**SHORT EXERCISE**
Rename "side mirror" to "wing mirror" in the items from the first line through the line with "246,161 -> 300,202", both ends included. Return only those lines, with everything else left unchanged.

**LISTED RECORDS**

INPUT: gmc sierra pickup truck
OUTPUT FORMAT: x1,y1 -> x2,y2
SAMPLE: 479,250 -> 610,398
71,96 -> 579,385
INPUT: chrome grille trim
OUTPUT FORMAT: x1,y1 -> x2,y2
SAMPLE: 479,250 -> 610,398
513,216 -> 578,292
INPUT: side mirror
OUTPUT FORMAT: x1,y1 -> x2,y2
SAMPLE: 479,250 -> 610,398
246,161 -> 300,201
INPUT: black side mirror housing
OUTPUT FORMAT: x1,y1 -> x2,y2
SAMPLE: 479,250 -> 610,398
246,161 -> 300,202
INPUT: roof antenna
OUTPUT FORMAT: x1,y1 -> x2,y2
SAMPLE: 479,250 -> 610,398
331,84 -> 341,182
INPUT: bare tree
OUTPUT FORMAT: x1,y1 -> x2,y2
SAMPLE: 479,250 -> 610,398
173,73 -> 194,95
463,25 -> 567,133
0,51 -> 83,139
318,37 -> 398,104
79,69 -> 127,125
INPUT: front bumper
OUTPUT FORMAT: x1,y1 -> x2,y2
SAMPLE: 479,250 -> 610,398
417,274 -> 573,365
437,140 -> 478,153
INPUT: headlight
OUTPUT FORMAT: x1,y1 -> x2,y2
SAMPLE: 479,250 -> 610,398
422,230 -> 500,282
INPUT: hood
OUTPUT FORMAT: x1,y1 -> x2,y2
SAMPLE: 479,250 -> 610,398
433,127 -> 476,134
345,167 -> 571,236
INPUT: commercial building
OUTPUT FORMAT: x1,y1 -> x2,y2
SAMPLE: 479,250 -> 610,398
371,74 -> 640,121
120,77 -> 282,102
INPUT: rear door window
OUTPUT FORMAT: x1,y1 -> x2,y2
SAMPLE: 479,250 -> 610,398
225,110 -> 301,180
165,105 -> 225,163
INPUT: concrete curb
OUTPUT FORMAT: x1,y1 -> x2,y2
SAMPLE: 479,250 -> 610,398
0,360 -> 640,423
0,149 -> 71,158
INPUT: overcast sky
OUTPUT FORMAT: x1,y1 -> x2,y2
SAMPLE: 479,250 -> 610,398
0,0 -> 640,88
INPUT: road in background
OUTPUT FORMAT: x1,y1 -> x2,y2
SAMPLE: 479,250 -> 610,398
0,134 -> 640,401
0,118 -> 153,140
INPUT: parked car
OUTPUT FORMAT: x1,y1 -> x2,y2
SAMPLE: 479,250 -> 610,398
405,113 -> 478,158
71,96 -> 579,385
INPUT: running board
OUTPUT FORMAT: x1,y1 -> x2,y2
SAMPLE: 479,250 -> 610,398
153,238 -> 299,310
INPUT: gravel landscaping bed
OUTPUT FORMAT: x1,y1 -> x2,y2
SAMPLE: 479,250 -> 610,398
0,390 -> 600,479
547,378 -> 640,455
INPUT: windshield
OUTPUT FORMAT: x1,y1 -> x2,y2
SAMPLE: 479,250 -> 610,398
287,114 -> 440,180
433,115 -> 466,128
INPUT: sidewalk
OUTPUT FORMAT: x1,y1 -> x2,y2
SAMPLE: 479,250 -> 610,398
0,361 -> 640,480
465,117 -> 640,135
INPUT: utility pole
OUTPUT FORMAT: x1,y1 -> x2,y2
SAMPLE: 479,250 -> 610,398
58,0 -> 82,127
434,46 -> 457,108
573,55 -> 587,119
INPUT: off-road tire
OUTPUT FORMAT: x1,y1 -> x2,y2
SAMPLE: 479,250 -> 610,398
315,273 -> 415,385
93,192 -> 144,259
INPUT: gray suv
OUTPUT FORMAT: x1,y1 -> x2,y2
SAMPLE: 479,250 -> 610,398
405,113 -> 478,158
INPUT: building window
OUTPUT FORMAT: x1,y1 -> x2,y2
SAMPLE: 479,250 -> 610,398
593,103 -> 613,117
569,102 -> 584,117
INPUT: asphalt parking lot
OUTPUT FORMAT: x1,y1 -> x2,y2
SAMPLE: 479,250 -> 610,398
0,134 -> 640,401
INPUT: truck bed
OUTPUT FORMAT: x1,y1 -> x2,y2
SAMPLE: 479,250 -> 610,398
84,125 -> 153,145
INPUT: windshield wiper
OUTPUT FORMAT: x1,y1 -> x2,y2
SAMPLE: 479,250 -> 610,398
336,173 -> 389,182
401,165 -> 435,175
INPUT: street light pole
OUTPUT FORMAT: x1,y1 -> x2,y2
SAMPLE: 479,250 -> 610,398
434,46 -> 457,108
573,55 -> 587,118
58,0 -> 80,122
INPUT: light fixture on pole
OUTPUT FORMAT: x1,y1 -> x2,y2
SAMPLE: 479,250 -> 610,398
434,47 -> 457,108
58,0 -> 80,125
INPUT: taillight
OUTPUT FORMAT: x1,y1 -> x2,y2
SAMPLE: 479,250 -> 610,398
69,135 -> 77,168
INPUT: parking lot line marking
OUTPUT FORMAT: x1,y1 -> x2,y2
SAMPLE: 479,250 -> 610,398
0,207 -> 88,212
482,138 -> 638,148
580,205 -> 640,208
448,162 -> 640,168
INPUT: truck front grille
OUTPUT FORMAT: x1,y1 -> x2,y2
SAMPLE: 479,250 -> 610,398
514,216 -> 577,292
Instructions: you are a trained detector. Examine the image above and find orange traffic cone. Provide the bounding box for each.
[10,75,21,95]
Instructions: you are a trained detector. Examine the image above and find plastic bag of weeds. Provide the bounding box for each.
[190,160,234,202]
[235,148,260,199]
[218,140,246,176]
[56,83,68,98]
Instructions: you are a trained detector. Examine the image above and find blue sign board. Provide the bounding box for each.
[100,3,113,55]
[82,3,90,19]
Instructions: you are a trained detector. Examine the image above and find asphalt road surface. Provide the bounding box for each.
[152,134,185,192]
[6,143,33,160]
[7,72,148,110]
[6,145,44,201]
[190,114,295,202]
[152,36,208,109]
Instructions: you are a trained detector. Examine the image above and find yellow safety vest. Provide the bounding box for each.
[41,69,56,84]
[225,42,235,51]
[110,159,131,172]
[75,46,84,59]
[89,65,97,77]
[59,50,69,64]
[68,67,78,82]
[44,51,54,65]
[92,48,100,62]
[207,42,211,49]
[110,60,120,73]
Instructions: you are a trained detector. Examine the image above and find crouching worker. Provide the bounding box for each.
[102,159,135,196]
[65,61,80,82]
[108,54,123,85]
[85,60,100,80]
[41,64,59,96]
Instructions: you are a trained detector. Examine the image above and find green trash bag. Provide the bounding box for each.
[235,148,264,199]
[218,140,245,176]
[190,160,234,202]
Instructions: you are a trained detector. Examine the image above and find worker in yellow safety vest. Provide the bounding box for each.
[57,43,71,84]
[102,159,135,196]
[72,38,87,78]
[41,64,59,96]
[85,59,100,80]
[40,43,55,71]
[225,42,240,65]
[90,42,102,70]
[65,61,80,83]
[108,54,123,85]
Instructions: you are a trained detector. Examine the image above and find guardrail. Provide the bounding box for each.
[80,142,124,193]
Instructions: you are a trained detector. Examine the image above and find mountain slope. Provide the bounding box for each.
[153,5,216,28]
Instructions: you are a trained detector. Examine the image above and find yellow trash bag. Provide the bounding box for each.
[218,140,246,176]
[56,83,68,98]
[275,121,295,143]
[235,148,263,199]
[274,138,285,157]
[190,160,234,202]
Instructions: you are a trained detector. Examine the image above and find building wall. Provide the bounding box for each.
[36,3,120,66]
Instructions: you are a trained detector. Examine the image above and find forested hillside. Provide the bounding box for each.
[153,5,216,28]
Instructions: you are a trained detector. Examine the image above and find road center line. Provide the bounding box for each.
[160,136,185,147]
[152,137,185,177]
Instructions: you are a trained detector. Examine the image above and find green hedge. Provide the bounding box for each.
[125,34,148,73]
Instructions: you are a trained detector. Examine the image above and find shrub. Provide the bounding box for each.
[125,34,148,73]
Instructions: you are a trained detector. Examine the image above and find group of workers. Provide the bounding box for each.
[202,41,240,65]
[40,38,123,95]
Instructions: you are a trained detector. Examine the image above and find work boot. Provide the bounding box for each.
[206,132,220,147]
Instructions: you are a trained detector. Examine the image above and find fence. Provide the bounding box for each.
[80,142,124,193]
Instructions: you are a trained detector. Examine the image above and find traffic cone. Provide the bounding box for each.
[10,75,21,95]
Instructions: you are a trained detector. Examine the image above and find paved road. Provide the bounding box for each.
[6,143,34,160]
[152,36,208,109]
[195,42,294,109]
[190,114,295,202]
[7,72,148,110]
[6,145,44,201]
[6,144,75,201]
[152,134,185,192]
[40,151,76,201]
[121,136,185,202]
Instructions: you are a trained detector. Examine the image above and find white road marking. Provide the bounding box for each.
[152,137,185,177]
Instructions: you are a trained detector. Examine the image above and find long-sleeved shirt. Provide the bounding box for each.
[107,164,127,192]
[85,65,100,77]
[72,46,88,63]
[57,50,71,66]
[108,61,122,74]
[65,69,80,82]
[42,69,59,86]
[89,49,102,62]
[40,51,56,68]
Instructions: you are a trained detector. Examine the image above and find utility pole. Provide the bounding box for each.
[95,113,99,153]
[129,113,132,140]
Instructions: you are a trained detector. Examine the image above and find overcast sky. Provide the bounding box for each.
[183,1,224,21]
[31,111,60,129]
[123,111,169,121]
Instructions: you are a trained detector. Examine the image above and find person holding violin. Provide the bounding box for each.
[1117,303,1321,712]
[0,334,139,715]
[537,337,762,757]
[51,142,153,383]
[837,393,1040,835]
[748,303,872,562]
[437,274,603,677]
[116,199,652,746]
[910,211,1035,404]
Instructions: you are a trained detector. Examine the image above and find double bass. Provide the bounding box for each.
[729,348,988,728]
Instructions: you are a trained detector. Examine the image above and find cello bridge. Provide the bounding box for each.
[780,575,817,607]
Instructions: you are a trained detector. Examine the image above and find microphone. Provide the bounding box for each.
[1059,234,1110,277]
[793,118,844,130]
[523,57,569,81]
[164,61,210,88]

**SOLUTION TO THIS PROBLEM**
INPUT: gmc sierra pickup truck
OUTPUT FORMAT: x1,y1 -> x2,y2
SAMPLE: 479,250 -> 610,398
71,96 -> 579,385
INPUT: chrome grille trim
OUTPUT FORMAT: x1,y1 -> x2,y2
SAMPLE: 479,250 -> 610,398
513,216 -> 578,292
INPUT: wing mirror
OUTPUT FORMAT: x1,y1 -> x2,y2
SAMPLE: 479,250 -> 610,398
246,161 -> 300,201
INPUT: black wing mirror housing
OUTPUT FORMAT: x1,y1 -> x2,y2
SAMPLE: 479,250 -> 610,398
246,161 -> 300,202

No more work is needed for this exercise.